╭─ Input rows

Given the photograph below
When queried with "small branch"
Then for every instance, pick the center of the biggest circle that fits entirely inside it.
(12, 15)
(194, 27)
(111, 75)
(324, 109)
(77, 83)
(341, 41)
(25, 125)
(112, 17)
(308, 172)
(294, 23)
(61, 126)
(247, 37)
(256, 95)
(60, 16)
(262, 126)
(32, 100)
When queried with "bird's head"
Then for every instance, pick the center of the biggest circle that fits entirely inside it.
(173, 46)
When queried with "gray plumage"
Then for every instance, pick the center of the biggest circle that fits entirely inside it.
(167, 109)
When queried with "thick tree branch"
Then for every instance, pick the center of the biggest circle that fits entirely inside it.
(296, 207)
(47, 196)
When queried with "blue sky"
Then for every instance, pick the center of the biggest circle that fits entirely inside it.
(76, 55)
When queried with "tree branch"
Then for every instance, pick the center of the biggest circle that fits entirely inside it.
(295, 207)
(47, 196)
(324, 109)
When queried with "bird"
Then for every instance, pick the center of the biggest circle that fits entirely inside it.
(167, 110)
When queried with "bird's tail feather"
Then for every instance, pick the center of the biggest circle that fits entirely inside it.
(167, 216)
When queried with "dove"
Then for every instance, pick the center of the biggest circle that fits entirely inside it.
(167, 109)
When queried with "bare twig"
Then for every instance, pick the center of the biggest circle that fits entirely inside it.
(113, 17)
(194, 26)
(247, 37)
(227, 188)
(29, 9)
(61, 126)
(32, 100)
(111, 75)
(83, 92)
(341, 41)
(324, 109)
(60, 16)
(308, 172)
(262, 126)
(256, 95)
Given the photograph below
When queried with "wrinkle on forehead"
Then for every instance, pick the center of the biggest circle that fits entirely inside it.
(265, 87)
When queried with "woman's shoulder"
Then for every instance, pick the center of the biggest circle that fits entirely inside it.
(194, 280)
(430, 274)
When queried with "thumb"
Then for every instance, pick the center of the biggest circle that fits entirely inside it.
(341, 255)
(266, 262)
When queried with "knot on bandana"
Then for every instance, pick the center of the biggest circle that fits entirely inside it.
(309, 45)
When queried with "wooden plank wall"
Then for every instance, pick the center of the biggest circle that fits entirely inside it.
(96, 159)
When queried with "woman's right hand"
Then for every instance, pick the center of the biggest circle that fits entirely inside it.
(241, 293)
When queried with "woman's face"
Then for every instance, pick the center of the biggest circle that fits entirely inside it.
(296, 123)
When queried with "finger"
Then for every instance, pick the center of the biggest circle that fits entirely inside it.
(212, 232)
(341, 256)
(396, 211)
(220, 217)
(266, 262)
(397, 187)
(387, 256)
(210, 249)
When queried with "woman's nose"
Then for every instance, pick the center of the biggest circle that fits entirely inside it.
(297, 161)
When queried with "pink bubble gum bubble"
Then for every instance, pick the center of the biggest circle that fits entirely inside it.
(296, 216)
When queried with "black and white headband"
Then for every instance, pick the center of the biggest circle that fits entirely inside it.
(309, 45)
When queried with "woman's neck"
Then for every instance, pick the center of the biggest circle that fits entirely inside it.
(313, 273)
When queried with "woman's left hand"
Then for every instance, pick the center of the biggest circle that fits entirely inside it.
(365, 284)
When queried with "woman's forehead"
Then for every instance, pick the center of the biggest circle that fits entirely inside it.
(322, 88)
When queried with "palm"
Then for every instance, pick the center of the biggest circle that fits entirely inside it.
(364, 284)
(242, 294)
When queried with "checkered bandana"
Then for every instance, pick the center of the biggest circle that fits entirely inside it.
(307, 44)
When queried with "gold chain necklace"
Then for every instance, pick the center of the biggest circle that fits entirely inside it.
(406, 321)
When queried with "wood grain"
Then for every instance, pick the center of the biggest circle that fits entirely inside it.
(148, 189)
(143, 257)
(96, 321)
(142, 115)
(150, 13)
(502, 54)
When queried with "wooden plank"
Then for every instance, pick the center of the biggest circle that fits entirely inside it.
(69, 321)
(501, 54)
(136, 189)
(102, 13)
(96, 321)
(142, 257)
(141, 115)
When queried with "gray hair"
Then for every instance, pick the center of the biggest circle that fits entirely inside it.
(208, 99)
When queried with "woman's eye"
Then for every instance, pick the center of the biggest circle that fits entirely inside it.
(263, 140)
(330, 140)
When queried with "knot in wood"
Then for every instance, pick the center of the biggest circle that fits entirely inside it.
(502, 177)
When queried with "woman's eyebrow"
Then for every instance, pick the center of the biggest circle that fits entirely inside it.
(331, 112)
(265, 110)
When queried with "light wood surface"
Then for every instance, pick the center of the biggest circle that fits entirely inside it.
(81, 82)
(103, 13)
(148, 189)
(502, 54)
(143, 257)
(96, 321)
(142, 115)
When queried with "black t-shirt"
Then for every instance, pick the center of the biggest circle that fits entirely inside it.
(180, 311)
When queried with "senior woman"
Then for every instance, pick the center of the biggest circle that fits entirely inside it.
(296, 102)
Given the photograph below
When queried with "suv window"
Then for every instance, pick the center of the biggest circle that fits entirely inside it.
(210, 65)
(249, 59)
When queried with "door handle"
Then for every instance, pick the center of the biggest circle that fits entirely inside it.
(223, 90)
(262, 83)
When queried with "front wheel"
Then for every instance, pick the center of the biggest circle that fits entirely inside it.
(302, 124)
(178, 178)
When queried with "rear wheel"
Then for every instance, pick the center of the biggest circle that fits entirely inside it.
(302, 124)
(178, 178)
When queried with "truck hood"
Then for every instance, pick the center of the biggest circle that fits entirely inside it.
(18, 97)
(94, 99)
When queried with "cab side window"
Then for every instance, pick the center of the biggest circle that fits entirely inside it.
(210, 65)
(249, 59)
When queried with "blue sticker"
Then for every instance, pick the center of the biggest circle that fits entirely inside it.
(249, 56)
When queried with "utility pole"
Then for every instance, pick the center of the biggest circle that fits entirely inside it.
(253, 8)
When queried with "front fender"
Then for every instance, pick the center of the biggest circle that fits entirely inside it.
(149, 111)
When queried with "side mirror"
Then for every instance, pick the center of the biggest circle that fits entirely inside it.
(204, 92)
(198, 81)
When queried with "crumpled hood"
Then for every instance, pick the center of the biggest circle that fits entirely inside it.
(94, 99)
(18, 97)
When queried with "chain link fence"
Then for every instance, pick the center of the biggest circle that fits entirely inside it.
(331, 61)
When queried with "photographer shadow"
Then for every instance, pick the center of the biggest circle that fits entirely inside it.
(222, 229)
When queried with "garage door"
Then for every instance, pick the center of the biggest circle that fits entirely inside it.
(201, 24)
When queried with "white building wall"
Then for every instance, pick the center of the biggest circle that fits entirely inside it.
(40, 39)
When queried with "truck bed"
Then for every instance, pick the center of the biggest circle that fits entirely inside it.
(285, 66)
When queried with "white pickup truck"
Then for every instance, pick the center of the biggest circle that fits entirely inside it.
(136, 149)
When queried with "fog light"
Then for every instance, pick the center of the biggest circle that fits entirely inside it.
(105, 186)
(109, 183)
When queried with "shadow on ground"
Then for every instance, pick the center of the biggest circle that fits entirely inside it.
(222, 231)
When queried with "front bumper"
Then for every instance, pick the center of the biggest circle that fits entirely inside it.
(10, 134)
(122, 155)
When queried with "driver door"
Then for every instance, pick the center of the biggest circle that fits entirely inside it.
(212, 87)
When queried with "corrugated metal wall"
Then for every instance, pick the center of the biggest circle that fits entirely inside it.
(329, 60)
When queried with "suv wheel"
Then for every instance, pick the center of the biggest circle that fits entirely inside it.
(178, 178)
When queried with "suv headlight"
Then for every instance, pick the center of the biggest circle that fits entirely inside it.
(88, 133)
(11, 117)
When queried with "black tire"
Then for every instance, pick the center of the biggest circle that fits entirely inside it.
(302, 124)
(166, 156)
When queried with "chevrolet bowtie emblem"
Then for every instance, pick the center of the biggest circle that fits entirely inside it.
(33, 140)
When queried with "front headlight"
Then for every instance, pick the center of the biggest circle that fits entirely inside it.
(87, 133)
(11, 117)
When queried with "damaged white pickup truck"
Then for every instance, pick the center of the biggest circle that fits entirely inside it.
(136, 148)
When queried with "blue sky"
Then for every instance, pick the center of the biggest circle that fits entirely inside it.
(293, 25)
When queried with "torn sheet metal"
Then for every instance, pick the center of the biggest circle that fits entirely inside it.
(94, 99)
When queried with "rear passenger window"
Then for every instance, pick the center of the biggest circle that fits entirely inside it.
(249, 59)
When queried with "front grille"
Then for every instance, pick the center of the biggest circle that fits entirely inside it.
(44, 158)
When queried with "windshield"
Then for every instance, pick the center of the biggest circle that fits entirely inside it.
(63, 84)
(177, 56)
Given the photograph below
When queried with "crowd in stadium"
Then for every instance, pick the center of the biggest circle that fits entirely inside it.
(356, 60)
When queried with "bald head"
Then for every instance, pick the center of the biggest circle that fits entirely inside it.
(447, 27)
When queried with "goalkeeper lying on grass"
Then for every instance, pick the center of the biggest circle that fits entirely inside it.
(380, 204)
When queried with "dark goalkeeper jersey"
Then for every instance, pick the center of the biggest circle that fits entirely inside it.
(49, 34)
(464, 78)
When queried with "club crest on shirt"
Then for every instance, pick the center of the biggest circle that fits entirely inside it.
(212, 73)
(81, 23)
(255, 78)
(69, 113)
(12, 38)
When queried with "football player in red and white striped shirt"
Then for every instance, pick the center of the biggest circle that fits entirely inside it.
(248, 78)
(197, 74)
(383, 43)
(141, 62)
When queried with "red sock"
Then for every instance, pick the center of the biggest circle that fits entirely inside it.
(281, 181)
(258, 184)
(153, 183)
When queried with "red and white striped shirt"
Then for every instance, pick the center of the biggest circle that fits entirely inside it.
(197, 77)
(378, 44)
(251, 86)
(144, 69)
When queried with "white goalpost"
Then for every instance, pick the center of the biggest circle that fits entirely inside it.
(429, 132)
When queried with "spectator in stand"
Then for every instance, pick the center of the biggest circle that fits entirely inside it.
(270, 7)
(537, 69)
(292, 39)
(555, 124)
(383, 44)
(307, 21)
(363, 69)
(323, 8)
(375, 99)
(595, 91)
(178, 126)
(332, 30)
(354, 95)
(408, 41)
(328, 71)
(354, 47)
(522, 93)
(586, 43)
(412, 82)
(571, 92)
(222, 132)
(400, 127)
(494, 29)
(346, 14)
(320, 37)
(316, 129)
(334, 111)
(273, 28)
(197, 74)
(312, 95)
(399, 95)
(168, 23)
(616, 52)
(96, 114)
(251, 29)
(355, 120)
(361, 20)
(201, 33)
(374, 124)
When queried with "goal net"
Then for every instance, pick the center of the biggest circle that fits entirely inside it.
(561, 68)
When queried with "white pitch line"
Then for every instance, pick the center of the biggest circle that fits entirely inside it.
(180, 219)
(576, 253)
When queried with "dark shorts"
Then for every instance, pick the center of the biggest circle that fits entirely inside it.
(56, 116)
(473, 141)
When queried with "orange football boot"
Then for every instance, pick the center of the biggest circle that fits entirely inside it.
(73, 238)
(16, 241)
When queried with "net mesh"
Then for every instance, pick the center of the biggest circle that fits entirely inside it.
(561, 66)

╰─

Problem to solve => How many lines of the listing above contain the string "branch", with case counting? Give only the number.

Result for this exercise => 3